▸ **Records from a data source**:
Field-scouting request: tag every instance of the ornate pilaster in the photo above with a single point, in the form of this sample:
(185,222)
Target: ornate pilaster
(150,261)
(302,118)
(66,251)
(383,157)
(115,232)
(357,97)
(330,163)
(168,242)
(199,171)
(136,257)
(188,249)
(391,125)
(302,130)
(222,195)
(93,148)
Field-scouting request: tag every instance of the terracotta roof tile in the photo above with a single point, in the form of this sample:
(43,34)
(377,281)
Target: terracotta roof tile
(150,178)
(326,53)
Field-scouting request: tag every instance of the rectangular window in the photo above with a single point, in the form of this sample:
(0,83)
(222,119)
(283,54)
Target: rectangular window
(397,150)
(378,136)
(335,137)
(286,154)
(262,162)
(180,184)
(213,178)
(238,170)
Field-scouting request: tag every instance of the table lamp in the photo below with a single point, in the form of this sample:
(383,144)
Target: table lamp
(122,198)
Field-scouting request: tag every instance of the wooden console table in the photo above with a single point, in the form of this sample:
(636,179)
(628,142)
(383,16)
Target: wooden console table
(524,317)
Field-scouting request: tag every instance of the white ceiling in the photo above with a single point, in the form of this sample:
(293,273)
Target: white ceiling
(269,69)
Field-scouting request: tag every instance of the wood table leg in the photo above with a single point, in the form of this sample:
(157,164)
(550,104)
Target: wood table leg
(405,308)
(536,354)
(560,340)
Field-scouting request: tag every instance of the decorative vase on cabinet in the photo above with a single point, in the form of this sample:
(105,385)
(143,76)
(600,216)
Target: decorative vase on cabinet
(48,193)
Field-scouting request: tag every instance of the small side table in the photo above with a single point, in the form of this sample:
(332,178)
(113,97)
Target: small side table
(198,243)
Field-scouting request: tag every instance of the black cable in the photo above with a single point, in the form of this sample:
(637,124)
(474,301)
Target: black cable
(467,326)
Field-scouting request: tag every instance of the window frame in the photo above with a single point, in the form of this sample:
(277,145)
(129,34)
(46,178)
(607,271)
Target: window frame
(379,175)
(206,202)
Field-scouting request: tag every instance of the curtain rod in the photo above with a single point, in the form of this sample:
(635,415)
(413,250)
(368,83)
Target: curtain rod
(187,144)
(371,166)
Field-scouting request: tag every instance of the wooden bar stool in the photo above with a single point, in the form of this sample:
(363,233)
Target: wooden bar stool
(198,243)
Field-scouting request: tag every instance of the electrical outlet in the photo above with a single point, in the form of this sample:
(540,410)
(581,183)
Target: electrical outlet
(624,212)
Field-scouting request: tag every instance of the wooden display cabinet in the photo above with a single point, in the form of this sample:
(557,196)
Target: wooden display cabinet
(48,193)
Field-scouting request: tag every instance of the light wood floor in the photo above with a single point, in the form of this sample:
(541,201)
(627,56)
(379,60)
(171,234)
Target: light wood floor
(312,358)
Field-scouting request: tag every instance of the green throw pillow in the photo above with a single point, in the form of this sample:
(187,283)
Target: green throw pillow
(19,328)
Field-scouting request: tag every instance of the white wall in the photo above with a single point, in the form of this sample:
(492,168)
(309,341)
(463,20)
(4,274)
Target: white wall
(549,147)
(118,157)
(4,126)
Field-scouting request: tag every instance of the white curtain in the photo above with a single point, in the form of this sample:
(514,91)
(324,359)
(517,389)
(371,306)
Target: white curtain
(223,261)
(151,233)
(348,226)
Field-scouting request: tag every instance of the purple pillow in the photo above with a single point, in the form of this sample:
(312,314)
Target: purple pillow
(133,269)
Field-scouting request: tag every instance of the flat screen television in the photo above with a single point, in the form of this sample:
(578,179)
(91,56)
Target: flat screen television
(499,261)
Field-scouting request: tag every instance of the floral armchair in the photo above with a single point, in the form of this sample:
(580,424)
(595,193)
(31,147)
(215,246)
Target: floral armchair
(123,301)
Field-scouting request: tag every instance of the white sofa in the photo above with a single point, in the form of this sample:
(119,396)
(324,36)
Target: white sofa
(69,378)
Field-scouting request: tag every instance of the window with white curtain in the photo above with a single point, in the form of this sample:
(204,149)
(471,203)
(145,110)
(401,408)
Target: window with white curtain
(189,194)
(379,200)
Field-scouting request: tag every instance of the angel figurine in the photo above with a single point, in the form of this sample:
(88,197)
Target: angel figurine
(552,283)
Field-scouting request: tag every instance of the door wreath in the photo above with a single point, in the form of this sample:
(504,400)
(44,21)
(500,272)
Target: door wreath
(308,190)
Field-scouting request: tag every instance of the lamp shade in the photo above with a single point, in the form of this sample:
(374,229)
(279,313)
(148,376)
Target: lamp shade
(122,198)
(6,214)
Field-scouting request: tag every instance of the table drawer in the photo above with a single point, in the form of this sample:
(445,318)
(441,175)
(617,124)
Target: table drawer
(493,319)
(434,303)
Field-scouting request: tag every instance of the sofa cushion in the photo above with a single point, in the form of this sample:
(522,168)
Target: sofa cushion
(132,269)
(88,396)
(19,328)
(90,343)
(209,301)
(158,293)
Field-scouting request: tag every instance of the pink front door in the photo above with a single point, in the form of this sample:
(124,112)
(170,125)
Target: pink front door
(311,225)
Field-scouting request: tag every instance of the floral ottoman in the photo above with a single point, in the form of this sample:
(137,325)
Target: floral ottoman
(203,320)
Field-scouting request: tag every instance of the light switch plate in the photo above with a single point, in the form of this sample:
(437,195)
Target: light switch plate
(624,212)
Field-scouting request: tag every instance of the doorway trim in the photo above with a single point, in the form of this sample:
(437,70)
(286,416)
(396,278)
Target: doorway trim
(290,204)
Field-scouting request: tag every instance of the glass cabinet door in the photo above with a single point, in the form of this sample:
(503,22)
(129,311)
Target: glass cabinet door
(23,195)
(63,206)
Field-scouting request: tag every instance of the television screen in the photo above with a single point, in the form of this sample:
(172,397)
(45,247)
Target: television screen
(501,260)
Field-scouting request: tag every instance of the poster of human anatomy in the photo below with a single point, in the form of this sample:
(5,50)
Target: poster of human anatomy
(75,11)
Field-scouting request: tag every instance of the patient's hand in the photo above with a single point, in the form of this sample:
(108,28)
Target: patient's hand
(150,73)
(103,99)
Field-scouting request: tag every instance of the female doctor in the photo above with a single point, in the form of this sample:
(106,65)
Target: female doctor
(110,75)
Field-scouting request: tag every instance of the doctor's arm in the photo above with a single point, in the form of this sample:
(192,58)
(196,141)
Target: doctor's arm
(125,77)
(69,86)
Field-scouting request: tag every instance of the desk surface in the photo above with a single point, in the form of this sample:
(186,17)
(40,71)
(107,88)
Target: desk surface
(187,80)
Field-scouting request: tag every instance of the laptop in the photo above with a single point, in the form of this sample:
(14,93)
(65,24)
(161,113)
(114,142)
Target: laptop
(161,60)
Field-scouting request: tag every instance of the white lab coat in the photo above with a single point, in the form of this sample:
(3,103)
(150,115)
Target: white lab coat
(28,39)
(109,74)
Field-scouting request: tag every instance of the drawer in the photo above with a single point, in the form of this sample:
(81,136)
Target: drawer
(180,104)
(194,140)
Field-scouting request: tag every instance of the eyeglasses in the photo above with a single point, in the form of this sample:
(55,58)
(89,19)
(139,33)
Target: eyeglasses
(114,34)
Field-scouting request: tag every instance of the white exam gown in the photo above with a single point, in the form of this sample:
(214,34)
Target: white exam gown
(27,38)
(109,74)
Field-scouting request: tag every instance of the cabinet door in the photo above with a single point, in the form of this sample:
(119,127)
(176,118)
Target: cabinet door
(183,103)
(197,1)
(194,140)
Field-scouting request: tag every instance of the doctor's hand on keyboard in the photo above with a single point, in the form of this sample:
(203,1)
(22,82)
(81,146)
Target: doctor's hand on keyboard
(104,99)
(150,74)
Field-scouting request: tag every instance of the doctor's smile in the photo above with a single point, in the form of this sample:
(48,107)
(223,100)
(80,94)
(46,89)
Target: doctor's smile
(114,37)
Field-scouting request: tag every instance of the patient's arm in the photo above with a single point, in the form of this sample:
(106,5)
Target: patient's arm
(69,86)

▸ **Problem description**: Repeat every line exactly, starting with the first line of the entries, and stop once the line containing "Field-scouting request: tag every instance of the decorative" has been given.

▸ **Task output**:
Field-scouting request: tag every instance of the ornate pilaster in the photo above with a single point, in the form of this sample:
(185,222)
Target: ornate pilaster
(150,261)
(302,118)
(66,251)
(383,157)
(115,232)
(357,97)
(330,163)
(168,242)
(199,171)
(136,257)
(188,249)
(391,125)
(302,130)
(222,195)
(93,148)
Field-scouting request: tag every instance of the terracotta roof tile in the photo above with a single point, in the form of this sample:
(43,34)
(377,281)
Target: terracotta roof tile
(150,178)
(326,53)
Field-scouting request: tag every instance of the rectangular window in the photo above with a single point, in the form of this sample:
(0,83)
(222,119)
(283,54)
Target: rectangular window
(397,150)
(378,136)
(335,137)
(286,154)
(262,162)
(180,184)
(213,178)
(238,170)
Field-scouting request: tag every instance of the table lamp in the photo below with a single point, in the form of this sample:
(383,144)
Target: table lamp
(122,198)
Field-scouting request: tag every instance of the wooden console table in the photo above with a single point, in the form of this sample:
(636,179)
(628,142)
(383,16)
Target: wooden console table
(524,317)
Field-scouting request: tag every instance of the white ceiling in the photo above with a single point, in the form of this sample:
(293,273)
Target: white ceiling
(269,69)
Field-scouting request: tag every instance of the wood table leg in the photo above with a single point, in the form of this sample:
(157,164)
(550,104)
Target: wood table leg
(405,308)
(536,354)
(560,340)
Field-scouting request: tag every instance of the decorative vase on cabinet in the photo above with a single point, in the form of this sample:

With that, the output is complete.